» **TEXTO FORNECIDO**:
□ □ □

Por dentro do barracão: São Clemente bota ‘dedo na ferida’ com carro do camarote e alegoria de ferro

Registros midiáticos do Carnaval em redes sociais ganharam ala na São Clemente para 2019. Foto: SRzd

Quem estava com saudades daquela velha e boa São Clemente, dos anos 80 e 90, pode comemorar. A escola crítica e irreverente voltou. E promete botar ainda mais o ‘dedo na ferida’ ao retratar tudo que há de errado na folia carioca. Sem medo, a agremiação da Zona Sul vai cutucar as celebridades, rainhas que pagam pra reinar, carnavalescos vaidosos, compositores de escritório, cartolas endinheirados, e, claro o maior inimigo do povão das arquibancadas: o camarote e seus shows de outros ritmos no meio de um desfile.

A alegoria que representa o tema, por sinal, é uma das que mais chama a atenção de quem passa Por dentro do barracão da São Clemente. Além dela, outra promessa de sucesso no desfile oficial é o último carro da escola, 100% de ferro. Em conversa com o SRzd, o carnavalesco Jorge Silveira contou essas e outras novidades de “E o samba sambou”, enredo da preto e amarelo para o Carnaval 2019, quando abrirá a segunda-feira de Grupo Especial.

Jorge Silveira, carnavalesco da São Clemente, no carro que representa o camarote. Foto: SRzd

Crítica, irreverência e bom humor

Para a felicidade dos sambistas, a onda dos enredos críticos nas escolas de samba voltou. E a São Clemente, uma das maiores representantes do tema, não poderia ficar de fora, e escolheu reeditar seu clássico desfile de 1990. Mas se engana quem pensa que vai ver as mesmas coisas que passaram na Avenida há 29 anos. Jorge Silveira fez uma atualização da crítica para o tempo atual, e conteúdo não faltou.

□ □ □

(Exemplos de detecção)
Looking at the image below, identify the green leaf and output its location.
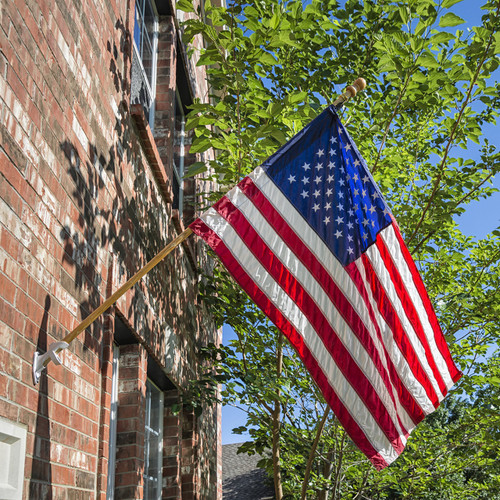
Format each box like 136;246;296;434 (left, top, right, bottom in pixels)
441;0;462;9
439;12;465;28
259;52;278;65
176;0;194;12
184;161;208;179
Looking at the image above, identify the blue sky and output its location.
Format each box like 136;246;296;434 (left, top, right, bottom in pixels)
222;0;500;444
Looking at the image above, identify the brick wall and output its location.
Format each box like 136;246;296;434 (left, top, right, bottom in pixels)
0;0;220;500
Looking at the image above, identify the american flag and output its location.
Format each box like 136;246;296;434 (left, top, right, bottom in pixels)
190;107;461;469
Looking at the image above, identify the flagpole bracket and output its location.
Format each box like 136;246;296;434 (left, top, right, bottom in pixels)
33;340;69;385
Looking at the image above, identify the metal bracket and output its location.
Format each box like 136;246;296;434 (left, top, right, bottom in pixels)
33;340;69;385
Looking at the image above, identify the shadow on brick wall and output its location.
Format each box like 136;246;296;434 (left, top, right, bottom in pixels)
29;295;52;500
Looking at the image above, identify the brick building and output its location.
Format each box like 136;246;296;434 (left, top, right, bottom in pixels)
0;0;221;500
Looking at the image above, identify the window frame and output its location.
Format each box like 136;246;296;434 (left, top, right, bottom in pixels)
172;87;186;220
142;378;165;500
132;0;160;131
106;343;120;500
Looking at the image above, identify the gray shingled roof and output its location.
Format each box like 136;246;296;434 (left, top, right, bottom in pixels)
222;443;274;500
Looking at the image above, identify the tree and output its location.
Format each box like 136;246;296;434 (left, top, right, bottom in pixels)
178;0;500;499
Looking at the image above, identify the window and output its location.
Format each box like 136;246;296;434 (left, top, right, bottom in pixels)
0;419;27;500
173;90;186;219
106;344;120;500
144;379;163;500
131;0;158;130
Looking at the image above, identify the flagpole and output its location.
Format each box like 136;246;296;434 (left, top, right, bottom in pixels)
333;78;366;109
32;78;366;385
33;227;193;385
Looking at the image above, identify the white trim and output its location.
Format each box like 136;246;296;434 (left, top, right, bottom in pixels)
0;419;27;500
106;344;120;500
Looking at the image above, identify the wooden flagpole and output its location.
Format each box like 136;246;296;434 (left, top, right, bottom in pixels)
33;78;366;385
33;228;193;385
333;78;366;108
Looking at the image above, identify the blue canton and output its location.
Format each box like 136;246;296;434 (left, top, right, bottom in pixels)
262;107;392;266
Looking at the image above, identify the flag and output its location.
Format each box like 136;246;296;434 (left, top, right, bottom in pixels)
190;106;461;469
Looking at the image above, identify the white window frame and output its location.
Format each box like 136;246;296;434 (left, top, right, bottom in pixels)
106;344;120;500
0;418;28;500
143;378;164;500
132;0;159;130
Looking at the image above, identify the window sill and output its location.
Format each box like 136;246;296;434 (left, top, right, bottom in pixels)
130;104;174;203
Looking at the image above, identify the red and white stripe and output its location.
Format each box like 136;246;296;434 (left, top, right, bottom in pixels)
191;168;460;469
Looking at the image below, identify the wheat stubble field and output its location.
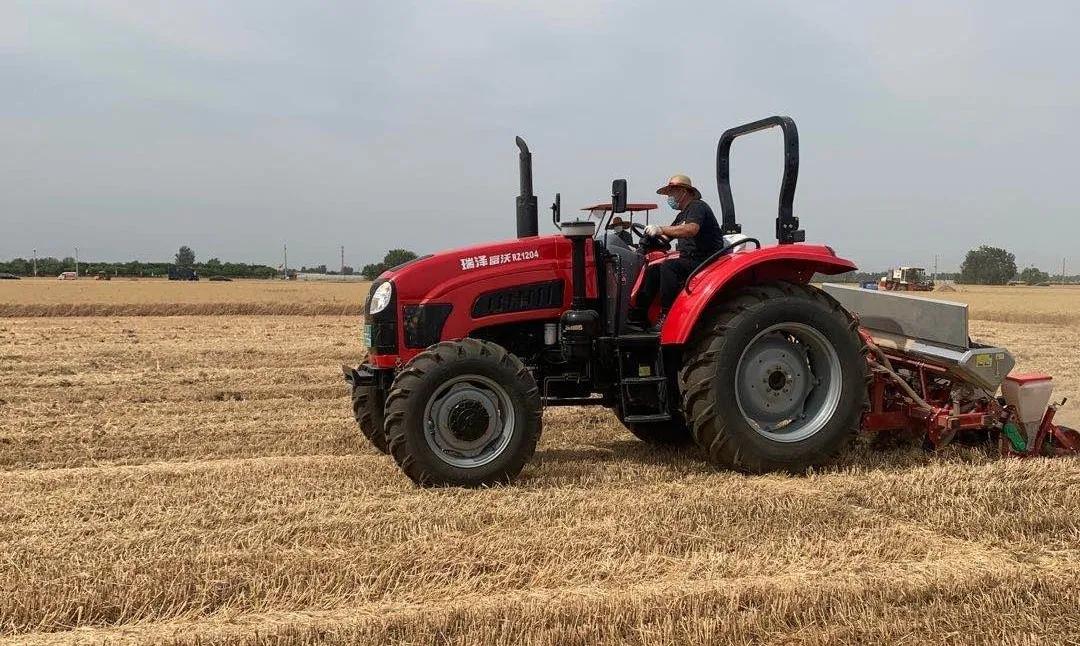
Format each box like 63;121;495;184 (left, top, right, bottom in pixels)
0;281;1080;645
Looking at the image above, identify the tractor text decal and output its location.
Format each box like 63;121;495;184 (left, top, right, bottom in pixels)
458;250;540;271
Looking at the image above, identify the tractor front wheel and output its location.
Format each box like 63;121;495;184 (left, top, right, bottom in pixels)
352;358;390;453
386;338;541;486
679;283;866;473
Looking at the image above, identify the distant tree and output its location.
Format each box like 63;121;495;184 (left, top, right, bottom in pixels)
382;248;417;269
176;244;195;267
960;244;1016;285
360;263;387;281
1020;267;1050;285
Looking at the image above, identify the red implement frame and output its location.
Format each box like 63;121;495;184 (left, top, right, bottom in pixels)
860;331;1080;457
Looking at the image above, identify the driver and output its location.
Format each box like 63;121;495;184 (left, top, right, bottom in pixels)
629;175;724;332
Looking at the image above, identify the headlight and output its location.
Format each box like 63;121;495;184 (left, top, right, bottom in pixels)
367;281;394;314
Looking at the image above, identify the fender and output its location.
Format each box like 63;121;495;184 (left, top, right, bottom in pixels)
660;244;855;346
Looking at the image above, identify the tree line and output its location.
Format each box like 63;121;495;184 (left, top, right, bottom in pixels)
0;246;280;278
814;244;1058;285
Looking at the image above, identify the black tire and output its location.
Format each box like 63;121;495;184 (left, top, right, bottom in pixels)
386;338;542;486
613;406;693;446
352;365;390;453
679;282;868;473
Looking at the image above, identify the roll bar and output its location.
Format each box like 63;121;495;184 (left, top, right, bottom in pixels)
716;117;806;244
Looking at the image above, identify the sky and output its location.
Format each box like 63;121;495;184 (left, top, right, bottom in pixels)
0;0;1080;273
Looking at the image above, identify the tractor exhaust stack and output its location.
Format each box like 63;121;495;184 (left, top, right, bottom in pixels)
514;137;540;238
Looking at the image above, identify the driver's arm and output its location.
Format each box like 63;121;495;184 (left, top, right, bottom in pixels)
660;223;701;238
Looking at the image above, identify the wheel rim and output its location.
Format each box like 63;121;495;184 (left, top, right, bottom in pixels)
735;323;842;442
423;375;514;469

□ □ □

» **INSTRUÇÃO 1**: Na reportagem sobre o barracão da São Clemente, qual é o nome do enredo da escola para o Carnaval 2019?
» **INSTRUÇÃO 2**: Multiplique por 2,15 cada coordenada das respostas nas linhas de detecção, da linha que contém "Looking at the image above, identify the fender" até a linha que contém "814;244;1058;285", incluindo as duas, e arredonde para inteiros, com metades para cima. Reproduza esse trecho completo, com os pedidos, e apenas ele.

» **RESPOSTA 1**: "E o samba sambou".

» **RESPOSTA 2**:
Looking at the image above, identify the fender and output its location.
Format each box like 63;121;495;184 (left, top, right, bottom in pixels)
1419;525;1838;744
Looking at the image above, identify the tree line and output its location.
Format each box like 63;121;495;184 (left, top, right, bottom in pixels)
0;529;602;598
1750;525;2275;613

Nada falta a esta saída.